- [What you are asked to do]: Pick out every line in the rows below that contains the word "metal", treating uppercase and lowercase as different. Copy each such line in full.

-*-*-

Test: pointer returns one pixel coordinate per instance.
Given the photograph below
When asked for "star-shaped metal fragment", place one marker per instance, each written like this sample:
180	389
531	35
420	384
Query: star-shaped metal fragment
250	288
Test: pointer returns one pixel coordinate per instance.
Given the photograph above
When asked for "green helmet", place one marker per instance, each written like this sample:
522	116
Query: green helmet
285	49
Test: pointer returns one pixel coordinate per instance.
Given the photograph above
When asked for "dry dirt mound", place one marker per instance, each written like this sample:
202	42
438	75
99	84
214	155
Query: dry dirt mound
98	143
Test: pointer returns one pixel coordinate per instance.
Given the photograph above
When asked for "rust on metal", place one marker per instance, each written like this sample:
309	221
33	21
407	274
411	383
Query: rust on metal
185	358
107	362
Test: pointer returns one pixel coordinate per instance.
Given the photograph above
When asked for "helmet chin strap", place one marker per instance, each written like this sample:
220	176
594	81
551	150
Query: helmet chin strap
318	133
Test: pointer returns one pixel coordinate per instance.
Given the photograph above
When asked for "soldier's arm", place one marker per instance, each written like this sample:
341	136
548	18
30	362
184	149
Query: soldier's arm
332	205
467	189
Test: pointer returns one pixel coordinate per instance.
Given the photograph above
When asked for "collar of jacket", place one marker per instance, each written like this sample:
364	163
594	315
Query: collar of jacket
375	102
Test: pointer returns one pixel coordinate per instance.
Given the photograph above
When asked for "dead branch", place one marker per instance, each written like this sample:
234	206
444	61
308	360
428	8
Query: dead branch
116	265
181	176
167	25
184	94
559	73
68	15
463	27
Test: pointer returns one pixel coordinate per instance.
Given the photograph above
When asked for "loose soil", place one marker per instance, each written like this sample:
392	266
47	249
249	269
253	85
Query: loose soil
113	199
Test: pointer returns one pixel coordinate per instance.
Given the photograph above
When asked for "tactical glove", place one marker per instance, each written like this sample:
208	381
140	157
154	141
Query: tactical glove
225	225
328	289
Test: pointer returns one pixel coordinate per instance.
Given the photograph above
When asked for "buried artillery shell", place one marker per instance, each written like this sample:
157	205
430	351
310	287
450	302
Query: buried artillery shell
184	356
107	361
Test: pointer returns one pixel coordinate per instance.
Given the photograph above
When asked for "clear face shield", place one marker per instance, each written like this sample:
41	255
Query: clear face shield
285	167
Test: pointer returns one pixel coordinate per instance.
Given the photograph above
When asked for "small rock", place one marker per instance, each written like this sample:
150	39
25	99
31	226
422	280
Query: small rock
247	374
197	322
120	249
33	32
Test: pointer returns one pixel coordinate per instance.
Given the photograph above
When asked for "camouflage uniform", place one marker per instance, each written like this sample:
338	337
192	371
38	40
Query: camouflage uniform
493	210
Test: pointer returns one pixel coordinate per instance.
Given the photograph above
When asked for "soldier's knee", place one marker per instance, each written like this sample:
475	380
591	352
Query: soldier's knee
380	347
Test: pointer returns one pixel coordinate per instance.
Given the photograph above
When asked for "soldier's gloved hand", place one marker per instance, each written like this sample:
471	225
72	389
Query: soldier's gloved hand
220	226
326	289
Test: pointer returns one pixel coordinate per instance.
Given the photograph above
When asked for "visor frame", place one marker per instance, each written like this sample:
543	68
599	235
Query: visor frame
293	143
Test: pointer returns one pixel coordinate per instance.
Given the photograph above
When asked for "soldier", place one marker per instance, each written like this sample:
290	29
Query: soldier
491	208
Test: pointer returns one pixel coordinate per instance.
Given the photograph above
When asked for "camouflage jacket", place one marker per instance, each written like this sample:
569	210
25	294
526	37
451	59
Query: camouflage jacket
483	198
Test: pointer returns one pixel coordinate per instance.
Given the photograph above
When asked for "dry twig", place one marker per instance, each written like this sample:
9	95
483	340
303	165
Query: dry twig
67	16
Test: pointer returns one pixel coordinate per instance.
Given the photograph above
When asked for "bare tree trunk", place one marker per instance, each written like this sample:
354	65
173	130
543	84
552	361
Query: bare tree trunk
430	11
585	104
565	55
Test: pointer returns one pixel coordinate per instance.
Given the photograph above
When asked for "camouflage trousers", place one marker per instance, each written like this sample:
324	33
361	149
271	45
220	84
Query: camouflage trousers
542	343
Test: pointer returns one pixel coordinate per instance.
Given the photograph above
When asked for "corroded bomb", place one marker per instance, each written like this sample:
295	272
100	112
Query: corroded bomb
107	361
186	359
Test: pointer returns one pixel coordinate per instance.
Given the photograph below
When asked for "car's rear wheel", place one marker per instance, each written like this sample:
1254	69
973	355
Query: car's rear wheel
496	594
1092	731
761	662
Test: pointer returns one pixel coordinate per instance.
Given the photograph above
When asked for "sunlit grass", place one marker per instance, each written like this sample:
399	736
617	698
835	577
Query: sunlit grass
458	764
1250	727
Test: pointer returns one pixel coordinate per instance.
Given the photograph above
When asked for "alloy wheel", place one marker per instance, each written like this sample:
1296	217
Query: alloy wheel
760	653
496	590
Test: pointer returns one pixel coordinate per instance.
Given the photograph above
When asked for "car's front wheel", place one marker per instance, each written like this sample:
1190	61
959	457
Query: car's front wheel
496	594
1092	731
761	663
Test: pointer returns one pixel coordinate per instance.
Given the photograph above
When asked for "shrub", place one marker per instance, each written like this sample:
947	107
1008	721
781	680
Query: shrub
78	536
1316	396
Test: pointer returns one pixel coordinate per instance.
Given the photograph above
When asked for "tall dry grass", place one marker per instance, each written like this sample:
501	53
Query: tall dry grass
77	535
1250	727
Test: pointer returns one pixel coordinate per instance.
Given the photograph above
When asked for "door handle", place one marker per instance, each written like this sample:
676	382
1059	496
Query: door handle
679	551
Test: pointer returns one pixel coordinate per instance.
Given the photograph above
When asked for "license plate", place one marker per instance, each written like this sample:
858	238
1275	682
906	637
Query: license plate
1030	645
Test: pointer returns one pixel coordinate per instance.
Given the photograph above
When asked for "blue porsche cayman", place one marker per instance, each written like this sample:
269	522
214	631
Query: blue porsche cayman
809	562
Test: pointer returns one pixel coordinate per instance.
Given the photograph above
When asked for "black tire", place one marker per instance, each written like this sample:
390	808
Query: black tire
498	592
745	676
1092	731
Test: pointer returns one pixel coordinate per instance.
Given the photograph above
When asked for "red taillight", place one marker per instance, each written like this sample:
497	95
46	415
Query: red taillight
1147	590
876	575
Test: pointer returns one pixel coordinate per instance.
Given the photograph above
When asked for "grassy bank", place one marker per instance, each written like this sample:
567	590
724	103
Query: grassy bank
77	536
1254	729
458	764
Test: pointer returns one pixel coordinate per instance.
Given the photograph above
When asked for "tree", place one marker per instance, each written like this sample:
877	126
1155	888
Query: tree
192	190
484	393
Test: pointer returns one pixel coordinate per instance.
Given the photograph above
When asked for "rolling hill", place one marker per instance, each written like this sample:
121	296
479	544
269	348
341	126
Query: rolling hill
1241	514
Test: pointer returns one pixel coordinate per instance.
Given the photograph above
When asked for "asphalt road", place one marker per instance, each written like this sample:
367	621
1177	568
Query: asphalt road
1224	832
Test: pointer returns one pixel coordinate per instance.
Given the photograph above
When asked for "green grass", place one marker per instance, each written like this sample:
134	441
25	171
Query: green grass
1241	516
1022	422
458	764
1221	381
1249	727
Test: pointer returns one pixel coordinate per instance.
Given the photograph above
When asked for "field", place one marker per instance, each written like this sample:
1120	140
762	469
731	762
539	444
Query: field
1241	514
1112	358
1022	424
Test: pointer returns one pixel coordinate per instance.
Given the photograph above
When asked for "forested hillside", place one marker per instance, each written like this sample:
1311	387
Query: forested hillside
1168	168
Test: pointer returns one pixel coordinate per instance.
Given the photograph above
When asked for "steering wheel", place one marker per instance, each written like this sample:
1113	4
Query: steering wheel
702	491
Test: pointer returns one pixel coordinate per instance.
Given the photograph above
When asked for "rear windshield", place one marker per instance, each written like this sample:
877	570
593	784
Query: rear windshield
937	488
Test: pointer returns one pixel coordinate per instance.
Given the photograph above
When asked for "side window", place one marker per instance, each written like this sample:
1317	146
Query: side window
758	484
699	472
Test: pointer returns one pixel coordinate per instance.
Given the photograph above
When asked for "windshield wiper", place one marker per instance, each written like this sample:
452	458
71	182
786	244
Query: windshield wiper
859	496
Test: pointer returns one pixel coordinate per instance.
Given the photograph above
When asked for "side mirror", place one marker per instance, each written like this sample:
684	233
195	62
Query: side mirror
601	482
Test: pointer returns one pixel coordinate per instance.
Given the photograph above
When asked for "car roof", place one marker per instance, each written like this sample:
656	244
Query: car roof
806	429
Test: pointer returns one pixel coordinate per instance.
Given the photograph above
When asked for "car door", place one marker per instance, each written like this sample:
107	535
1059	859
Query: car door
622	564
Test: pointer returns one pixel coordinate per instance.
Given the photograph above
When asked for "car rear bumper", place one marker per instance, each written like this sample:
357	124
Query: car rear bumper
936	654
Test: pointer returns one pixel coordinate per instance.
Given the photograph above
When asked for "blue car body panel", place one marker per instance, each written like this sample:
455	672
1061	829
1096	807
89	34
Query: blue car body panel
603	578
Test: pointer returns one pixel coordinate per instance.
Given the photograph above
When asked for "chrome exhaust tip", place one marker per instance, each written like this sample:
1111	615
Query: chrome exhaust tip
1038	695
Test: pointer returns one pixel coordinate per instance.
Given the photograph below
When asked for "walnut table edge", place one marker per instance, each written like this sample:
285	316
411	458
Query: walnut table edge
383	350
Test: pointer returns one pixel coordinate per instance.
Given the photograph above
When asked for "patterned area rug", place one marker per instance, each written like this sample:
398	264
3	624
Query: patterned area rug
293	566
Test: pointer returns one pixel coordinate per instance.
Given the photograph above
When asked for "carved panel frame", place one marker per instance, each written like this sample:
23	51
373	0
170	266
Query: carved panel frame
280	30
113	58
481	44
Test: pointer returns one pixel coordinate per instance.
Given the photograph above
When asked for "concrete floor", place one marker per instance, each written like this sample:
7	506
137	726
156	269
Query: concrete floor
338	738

-*-*-

- [Answer for this exercise]:
When asked for "star-shaped metal fragment", place one marker per instance, each written like this sample:
Query: star-shaped metal fragment
When asked for "rust on metal", place one marker per instance, each written like this sample:
Query: rust on metal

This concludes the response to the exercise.